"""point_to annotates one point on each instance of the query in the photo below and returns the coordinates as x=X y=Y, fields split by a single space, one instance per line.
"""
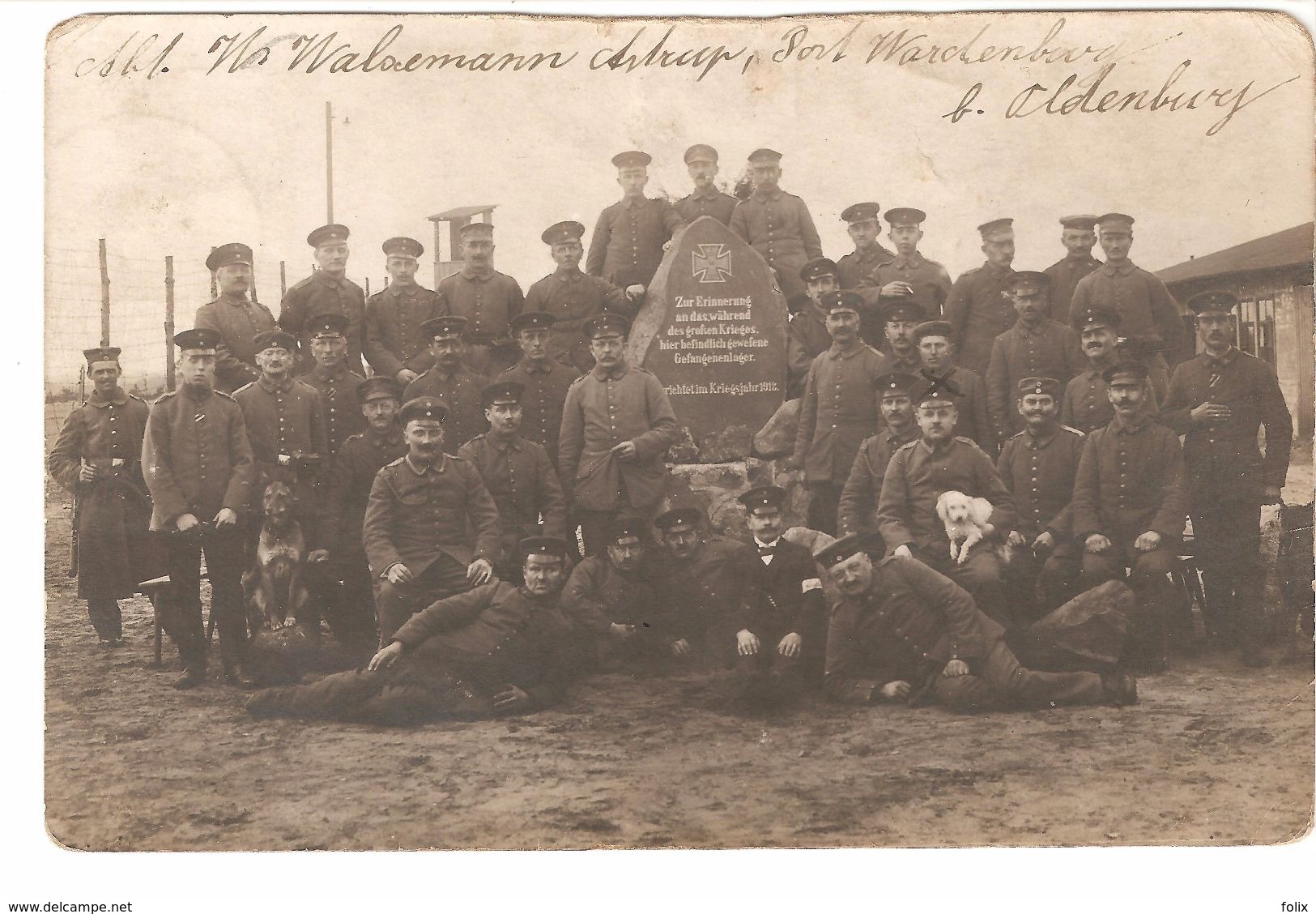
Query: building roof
x=1288 y=248
x=462 y=212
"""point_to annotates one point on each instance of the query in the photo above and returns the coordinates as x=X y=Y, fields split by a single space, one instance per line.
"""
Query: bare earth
x=1214 y=755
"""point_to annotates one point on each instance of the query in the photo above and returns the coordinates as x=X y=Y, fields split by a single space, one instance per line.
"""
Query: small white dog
x=965 y=519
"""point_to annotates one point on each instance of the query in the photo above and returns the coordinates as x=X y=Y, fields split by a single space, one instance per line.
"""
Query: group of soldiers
x=479 y=514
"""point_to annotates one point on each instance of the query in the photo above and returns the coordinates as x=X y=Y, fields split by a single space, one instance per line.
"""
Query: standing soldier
x=777 y=224
x=807 y=336
x=840 y=408
x=431 y=527
x=705 y=200
x=199 y=469
x=573 y=298
x=236 y=316
x=450 y=382
x=1149 y=316
x=545 y=381
x=286 y=427
x=1217 y=399
x=1078 y=236
x=354 y=469
x=516 y=473
x=326 y=288
x=395 y=347
x=858 y=507
x=616 y=425
x=936 y=344
x=333 y=381
x=1036 y=347
x=979 y=307
x=488 y=301
x=632 y=235
x=1038 y=467
x=907 y=275
x=98 y=459
x=1130 y=507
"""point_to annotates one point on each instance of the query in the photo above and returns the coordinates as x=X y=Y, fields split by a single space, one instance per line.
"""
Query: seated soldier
x=608 y=600
x=903 y=632
x=495 y=650
x=919 y=473
x=781 y=632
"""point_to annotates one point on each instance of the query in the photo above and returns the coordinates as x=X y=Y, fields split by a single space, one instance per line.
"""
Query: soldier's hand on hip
x=1097 y=543
x=479 y=572
x=1148 y=541
x=387 y=656
x=898 y=689
x=747 y=643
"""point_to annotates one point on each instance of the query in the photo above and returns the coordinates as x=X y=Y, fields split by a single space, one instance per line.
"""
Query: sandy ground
x=1214 y=755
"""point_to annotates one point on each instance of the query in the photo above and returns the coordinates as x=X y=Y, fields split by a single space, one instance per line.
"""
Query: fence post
x=104 y=297
x=168 y=323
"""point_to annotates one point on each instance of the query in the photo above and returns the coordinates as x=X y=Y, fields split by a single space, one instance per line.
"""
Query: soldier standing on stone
x=236 y=316
x=1149 y=316
x=98 y=459
x=907 y=275
x=199 y=469
x=333 y=381
x=807 y=335
x=632 y=235
x=838 y=411
x=573 y=298
x=488 y=301
x=858 y=507
x=705 y=199
x=354 y=469
x=978 y=307
x=450 y=382
x=545 y=381
x=1130 y=506
x=395 y=347
x=936 y=344
x=516 y=473
x=1036 y=347
x=431 y=527
x=326 y=288
x=1217 y=400
x=616 y=425
x=1078 y=236
x=1038 y=467
x=777 y=224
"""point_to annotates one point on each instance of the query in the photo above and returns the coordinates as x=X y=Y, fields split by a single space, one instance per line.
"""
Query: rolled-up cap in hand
x=423 y=408
x=561 y=233
x=838 y=551
x=859 y=212
x=817 y=267
x=403 y=246
x=328 y=235
x=444 y=327
x=378 y=387
x=842 y=299
x=1214 y=301
x=228 y=254
x=1037 y=387
x=274 y=340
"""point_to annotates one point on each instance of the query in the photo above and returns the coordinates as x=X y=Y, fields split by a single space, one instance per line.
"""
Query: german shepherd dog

::::::

Task to carry out:
Could you arrange every line of the records above into a JSON list of strings, with one string per line, blank lines omitted and the pictures left out?

Answer to the task:
[
  "\"\"\"point_to annotates one point on each instance of the query in the photo below and returns the coordinates as x=X y=Y, fields split by a single space, one instance per line.",
  "\"\"\"",
  "Query: building roof",
  "x=1288 y=248",
  "x=462 y=212",
  "\"\"\"point_to annotates one point on each instance of the query in the photo above and returns the coordinates as x=X y=Y, fields split by a single space, one instance per line.",
  "\"\"\"",
  "Query: bare earth",
  "x=1214 y=755",
  "\"\"\"point_to annotates one point on each instance of the query in the photo above and returns the coordinates as x=X y=Y, fields split by a single space, one instance per line.",
  "\"\"\"",
  "Query: small white dog",
  "x=965 y=519",
  "\"\"\"point_to annotates one point on each instance of the query in the photo above and returns the coordinates as x=X y=Y, fields split by a single space, one instance per line.",
  "\"\"\"",
  "Query: group of soldiers",
  "x=479 y=514",
  "\"\"\"point_to annotates one point on each instance of the query in the photo above and returns the coordinates as x=X y=Y, fields split by a single space, one instance per line.",
  "\"\"\"",
  "Query: standing soldier",
  "x=777 y=224",
  "x=807 y=336",
  "x=840 y=408",
  "x=431 y=527",
  "x=705 y=200",
  "x=199 y=469",
  "x=573 y=298",
  "x=236 y=316",
  "x=450 y=382",
  "x=1149 y=316",
  "x=545 y=381",
  "x=286 y=427",
  "x=1217 y=399",
  "x=1078 y=236",
  "x=354 y=469",
  "x=516 y=473",
  "x=326 y=288",
  "x=395 y=347",
  "x=858 y=507",
  "x=616 y=425",
  "x=936 y=344",
  "x=333 y=381",
  "x=1036 y=347",
  "x=979 y=307",
  "x=488 y=301",
  "x=632 y=235",
  "x=1038 y=467",
  "x=907 y=275",
  "x=98 y=459",
  "x=1130 y=507",
  "\"\"\"point_to annotates one point on each instance of the query in the photo above and returns the coordinates as x=X y=Y, fields split by a single space, one instance per line.",
  "\"\"\"",
  "Query: seated soldier",
  "x=608 y=600",
  "x=903 y=632",
  "x=495 y=650",
  "x=919 y=473",
  "x=781 y=632",
  "\"\"\"point_to annotates one point on each instance of the query in the photo above and returns the coordinates as x=X y=Y, fields split by a single space, one instance per line.",
  "\"\"\"",
  "Query: soldier's hand on hip",
  "x=1097 y=543",
  "x=479 y=572",
  "x=1148 y=541",
  "x=387 y=656",
  "x=898 y=689",
  "x=747 y=643",
  "\"\"\"point_to annotates one point on each instance of the query in the photo above and returns the coordinates as x=X y=Y, fields split by a single space, one instance per line.",
  "\"\"\"",
  "Query: sandy ground",
  "x=1214 y=755",
  "\"\"\"point_to annotates one point on each instance of the query in the photo above and returns the coordinates as x=X y=Y, fields split by a single space, one instance per line.",
  "\"\"\"",
  "Query: fence post",
  "x=104 y=297",
  "x=168 y=323",
  "\"\"\"point_to annotates one point on each instance of the query in the photo above and returns the coordinates as x=X y=Y, fields split by a single space, one instance per line.",
  "\"\"\"",
  "Query: soldier standing on stone",
  "x=236 y=316",
  "x=1149 y=316",
  "x=98 y=459",
  "x=907 y=275",
  "x=199 y=469",
  "x=333 y=381",
  "x=807 y=335",
  "x=632 y=235",
  "x=838 y=411",
  "x=573 y=298",
  "x=488 y=301",
  "x=858 y=507",
  "x=705 y=199",
  "x=354 y=469",
  "x=978 y=307",
  "x=450 y=382",
  "x=545 y=381",
  "x=1130 y=506",
  "x=395 y=347",
  "x=936 y=344",
  "x=516 y=473",
  "x=1036 y=347",
  "x=431 y=527",
  "x=326 y=288",
  "x=1217 y=400",
  "x=616 y=425",
  "x=1078 y=236",
  "x=1038 y=467",
  "x=777 y=224",
  "\"\"\"point_to annotates one point on each instance of the query in the photo above and returns the coordinates as x=X y=Y, fields split by a single space, one instance per line.",
  "\"\"\"",
  "Query: rolled-up cap in hand",
  "x=423 y=408",
  "x=561 y=233",
  "x=838 y=551",
  "x=859 y=212",
  "x=817 y=267",
  "x=403 y=246",
  "x=328 y=235",
  "x=444 y=327",
  "x=378 y=387",
  "x=842 y=299",
  "x=1214 y=301",
  "x=228 y=254",
  "x=1037 y=387",
  "x=274 y=340",
  "\"\"\"point_to annotates one point on each instance of the query in the photo above and returns the coordinates as x=X y=Y, fields split by a single space, one instance per line.",
  "\"\"\"",
  "Query: german shepherd dog"
]